#### Pointing records
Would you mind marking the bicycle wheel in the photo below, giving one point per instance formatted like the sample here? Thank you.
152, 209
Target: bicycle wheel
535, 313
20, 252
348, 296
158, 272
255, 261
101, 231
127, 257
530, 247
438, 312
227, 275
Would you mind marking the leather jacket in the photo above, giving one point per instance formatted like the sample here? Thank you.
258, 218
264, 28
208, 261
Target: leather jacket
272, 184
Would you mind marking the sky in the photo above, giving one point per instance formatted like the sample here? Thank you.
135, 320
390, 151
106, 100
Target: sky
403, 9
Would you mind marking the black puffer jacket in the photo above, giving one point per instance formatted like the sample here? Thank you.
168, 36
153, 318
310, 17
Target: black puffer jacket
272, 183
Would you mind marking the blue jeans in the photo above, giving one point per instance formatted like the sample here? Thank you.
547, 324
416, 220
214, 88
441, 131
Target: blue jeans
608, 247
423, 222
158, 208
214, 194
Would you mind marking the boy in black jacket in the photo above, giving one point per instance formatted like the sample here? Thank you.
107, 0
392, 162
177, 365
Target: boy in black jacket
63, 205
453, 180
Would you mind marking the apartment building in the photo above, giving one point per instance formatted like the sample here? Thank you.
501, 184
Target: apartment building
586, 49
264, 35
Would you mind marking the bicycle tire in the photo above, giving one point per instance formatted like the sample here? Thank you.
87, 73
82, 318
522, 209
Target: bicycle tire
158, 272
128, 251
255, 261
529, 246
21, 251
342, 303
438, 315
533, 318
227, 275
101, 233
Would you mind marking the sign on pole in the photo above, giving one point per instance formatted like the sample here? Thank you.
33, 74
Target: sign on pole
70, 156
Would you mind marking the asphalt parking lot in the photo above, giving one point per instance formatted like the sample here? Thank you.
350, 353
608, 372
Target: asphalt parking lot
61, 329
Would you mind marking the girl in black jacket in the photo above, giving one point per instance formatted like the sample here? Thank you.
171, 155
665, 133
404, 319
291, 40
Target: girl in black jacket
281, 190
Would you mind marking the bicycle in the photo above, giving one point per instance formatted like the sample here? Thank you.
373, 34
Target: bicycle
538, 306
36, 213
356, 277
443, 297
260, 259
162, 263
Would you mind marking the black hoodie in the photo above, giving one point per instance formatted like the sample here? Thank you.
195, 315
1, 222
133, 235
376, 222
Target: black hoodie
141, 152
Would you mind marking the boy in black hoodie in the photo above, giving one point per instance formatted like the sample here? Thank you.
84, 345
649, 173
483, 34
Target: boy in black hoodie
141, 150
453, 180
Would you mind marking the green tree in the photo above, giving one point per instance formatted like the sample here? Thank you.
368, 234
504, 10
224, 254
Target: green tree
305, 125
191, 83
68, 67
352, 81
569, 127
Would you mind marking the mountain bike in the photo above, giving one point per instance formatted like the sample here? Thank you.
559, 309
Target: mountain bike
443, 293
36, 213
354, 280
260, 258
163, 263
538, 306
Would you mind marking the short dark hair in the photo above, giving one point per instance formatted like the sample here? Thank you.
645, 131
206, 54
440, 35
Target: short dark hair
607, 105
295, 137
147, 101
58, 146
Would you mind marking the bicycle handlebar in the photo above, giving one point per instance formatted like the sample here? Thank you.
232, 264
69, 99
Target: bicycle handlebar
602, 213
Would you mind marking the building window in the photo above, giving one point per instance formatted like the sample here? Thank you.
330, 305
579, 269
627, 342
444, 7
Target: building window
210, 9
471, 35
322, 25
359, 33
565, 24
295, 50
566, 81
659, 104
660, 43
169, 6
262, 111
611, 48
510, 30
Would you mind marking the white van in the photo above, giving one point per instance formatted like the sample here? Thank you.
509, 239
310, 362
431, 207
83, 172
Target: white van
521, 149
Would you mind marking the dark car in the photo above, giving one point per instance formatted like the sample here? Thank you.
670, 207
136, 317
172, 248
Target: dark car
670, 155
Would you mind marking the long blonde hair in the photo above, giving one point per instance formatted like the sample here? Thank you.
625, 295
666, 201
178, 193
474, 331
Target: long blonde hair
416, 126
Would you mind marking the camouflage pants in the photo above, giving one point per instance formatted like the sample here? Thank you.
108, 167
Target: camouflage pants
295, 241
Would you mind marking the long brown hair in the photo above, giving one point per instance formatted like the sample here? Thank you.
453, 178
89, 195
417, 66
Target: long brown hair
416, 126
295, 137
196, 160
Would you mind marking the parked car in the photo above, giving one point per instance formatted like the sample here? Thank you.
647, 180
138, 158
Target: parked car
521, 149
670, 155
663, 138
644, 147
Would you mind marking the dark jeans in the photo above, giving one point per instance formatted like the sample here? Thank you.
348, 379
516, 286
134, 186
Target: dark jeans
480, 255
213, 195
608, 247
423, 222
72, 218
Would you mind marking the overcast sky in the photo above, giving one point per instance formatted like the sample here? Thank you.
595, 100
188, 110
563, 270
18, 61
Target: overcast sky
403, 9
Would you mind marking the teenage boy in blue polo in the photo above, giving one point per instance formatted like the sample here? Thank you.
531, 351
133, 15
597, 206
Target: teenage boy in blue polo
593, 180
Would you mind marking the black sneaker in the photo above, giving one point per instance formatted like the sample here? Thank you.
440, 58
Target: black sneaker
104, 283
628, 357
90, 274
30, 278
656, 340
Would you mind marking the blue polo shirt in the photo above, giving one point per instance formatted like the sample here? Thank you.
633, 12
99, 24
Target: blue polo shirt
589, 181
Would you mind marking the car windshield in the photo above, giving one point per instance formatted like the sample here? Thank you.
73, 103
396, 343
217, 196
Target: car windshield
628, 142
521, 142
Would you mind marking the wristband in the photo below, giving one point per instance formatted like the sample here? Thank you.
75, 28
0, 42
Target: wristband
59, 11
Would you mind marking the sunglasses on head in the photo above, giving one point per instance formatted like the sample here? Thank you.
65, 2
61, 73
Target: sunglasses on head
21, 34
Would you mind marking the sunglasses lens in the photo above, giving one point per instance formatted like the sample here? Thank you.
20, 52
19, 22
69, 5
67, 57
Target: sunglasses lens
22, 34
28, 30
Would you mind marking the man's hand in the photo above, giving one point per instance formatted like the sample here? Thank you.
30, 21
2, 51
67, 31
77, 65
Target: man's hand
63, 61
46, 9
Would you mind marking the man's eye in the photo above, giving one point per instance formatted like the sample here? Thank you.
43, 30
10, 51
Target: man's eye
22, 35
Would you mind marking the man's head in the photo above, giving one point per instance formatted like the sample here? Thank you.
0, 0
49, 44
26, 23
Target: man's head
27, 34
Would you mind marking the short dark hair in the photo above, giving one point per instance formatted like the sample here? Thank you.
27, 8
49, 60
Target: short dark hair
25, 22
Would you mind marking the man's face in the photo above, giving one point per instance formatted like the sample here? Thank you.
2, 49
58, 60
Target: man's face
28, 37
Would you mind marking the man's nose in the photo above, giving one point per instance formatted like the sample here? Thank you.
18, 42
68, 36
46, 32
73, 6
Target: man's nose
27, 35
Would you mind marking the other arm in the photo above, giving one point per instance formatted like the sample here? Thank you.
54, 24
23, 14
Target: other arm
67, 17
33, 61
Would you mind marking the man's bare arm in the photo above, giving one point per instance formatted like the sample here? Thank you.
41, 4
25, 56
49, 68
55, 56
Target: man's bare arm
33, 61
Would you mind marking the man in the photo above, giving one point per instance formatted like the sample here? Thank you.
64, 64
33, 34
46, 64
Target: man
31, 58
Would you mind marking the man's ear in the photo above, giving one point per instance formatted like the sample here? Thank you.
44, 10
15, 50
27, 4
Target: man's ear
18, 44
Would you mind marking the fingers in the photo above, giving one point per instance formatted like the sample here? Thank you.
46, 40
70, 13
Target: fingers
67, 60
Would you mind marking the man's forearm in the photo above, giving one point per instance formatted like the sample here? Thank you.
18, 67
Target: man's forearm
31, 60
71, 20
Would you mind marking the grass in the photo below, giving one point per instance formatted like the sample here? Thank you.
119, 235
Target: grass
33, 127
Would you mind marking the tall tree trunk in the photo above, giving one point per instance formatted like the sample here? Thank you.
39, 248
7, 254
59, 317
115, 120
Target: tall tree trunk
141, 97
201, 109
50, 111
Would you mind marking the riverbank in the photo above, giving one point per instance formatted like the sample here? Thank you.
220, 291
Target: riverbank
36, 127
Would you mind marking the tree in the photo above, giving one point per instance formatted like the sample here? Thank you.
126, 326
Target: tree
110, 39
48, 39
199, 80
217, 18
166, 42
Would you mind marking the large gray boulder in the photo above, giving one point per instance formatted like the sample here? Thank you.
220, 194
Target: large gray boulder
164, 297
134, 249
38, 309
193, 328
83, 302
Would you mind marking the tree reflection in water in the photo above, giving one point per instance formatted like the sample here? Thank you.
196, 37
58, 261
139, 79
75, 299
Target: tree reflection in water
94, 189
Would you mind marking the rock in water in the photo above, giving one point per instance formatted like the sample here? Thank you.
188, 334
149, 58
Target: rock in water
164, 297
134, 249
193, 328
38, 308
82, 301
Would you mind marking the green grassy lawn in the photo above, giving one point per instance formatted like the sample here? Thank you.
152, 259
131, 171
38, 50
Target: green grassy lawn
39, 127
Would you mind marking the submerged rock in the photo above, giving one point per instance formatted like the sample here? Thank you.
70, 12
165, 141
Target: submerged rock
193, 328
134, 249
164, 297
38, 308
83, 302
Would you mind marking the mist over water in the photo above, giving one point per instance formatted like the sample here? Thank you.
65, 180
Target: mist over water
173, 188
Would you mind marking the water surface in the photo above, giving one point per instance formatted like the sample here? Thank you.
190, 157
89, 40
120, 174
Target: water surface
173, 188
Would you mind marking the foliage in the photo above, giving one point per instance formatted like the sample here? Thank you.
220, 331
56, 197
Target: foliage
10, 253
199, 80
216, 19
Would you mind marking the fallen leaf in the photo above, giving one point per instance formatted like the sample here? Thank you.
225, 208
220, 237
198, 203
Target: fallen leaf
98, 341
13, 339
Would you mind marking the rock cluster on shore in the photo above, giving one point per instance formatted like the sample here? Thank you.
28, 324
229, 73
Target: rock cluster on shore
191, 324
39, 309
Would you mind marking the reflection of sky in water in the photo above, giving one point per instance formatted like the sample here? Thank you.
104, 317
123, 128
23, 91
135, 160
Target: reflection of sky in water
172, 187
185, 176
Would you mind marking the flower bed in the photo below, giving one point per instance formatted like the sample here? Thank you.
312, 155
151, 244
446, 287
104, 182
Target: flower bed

#### What is asked
Return precisely the lines of the records, starting with the line that holds "Would you mind marking the submerged" and ending with the last one.

#### Finished answer
Would you mind marking the submerged rock in the photo above, giving one point per instance formatted like the sample here? Thank you.
70, 12
165, 141
Target: submerged rock
193, 328
134, 249
164, 297
38, 308
83, 302
Would you mind marking the mist over water in the photo above, giving one point per instance formatted like the sample here? Thank you.
65, 180
Target: mist over water
173, 188
Would you mind marking the water surface in the photo above, giving one point per instance formatted like the sample here? Thank you.
190, 157
89, 40
120, 174
Target: water surface
173, 188
Would you mind marking the foliage in the photo above, giving one point per instance formatted like the sample here? Thank you.
220, 331
56, 197
Target: foliage
10, 253
199, 80
216, 19
Would you mind marking the fallen leaf in the photo above, giving one point per instance formatted like the sample here? Thank you.
225, 208
220, 237
198, 203
Target: fallen leaf
98, 341
13, 339
Would you mind marking the rock cluster on shore in the photo above, giving one point per instance formatted like the sample here? Thank you.
28, 324
229, 73
Target: rock cluster on shore
191, 324
39, 309
Would you mind marking the reflection of sky in water in the photo above, giving one point per instance formatted like the sample here? Thank you.
104, 317
123, 128
23, 91
135, 160
Target: reflection of sky in water
172, 187
185, 176
Would you mind marking the flower bed in the photo below, giving one point per instance formatted like the sample here? Thank you.
312, 155
151, 244
446, 287
104, 182
Target: flower bed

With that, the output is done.